**What you should do**
The records that follow are to be reproduced exactly. Any pictures in them are left out.
[[ Entries supplied, beginning ]]
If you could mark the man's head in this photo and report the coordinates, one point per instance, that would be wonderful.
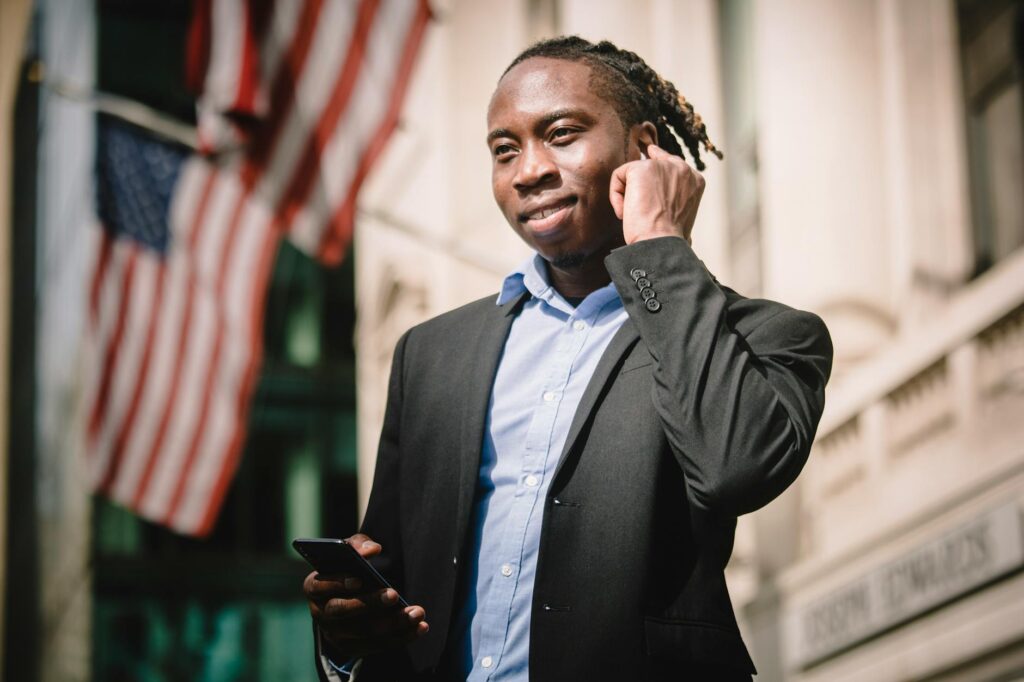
(565, 114)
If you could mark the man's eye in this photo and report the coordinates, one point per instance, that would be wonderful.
(503, 151)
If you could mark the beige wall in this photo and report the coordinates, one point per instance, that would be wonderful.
(13, 24)
(865, 219)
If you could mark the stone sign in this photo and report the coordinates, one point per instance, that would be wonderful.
(927, 577)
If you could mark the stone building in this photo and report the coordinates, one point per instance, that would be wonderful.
(873, 175)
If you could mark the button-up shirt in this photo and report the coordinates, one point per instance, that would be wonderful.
(549, 357)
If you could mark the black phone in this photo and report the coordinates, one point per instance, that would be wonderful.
(331, 556)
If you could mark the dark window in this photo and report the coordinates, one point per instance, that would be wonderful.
(991, 34)
(229, 606)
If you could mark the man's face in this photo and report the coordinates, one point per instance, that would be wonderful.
(554, 144)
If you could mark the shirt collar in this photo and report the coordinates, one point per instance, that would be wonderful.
(531, 276)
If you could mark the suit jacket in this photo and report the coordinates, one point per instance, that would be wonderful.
(702, 408)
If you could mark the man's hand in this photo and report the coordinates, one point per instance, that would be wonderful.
(355, 621)
(656, 197)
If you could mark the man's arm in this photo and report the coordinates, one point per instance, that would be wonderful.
(350, 623)
(739, 409)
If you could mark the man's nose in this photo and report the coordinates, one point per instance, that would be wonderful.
(536, 167)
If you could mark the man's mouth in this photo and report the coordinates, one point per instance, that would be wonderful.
(548, 217)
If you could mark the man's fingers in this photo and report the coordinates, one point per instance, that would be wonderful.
(365, 545)
(656, 153)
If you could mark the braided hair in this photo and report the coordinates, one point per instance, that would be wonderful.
(636, 90)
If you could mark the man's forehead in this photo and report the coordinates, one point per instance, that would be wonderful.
(539, 84)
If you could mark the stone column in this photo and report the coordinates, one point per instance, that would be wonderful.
(821, 154)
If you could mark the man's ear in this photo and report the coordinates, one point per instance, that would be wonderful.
(644, 133)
[[ Entries supplied, end ]]
**Solved exercise**
If you could mark the man's head in this photo and report the coordinates, one point per instance, that would be wonderful.
(565, 114)
If you could mark the man's eye in this photo and report the coordinates, one point per instance, that would be wonderful.
(503, 151)
If you could mark the beige wall in this photo and report the coordinates, one point per instance, that would be wonderful.
(13, 24)
(865, 219)
If you could mark the stone sign in this photo and report the coordinates, one point per instance, that would be wonderful.
(927, 577)
If you could mark the stone building in this photo and report the coordinates, one point per instance, that would be wonderful.
(873, 175)
If you could mark the button-up shirt in this photo and report the coordinates, one point per instance, that would be wonderful.
(549, 357)
If you could mark the black phone in this photo and report the coordinates, one point per instance, that would be wonderful.
(331, 556)
If you could mark the dark window in this photo and report the coordinates, one point per instance, that would be wonderful.
(991, 34)
(229, 606)
If you could mark the man's face in this photo and report the coordinates, one point per instance, that would be wonderful.
(554, 144)
If you could mark the shirt collar in this photo and report the coordinates, one point per instance, that would be wonderful.
(531, 276)
If you could mark the suit jacket in this photo and report the coordinates, one point per instance, that would be wonderful.
(702, 408)
If you could mark the man's hand in this photo and report the coordinates, one point per instance, that would be wonderful.
(355, 621)
(656, 197)
If you could mark the man's arm in this photo and report the coordinates, one point per instance, that would be wonderful.
(350, 623)
(739, 409)
If you could mark the man's nose in this photo and report the coordinates, one point per instance, that would be wonderful.
(536, 167)
If you could mark the man's mouth in this photo and report the coordinates, one point per instance, that would be wonderful.
(548, 217)
If you could mark the man's fingers in this photo and report the coordinates, one point per instance, that would be wonderful.
(365, 545)
(656, 153)
If you could mark the braided hair in this photo and report the coordinates, one point per instance, that would be wonderful.
(636, 90)
If you could mark the man's forehead in this photo and report the coordinates, one point per instance, that would be wonderful.
(539, 84)
If you could mark the stone column in this photo and report the coordinates, one point per instance, that would be wonderful.
(821, 154)
If you could mark the man's ear in this photo and report the coordinates, one point per instance, that would be wonderful.
(644, 133)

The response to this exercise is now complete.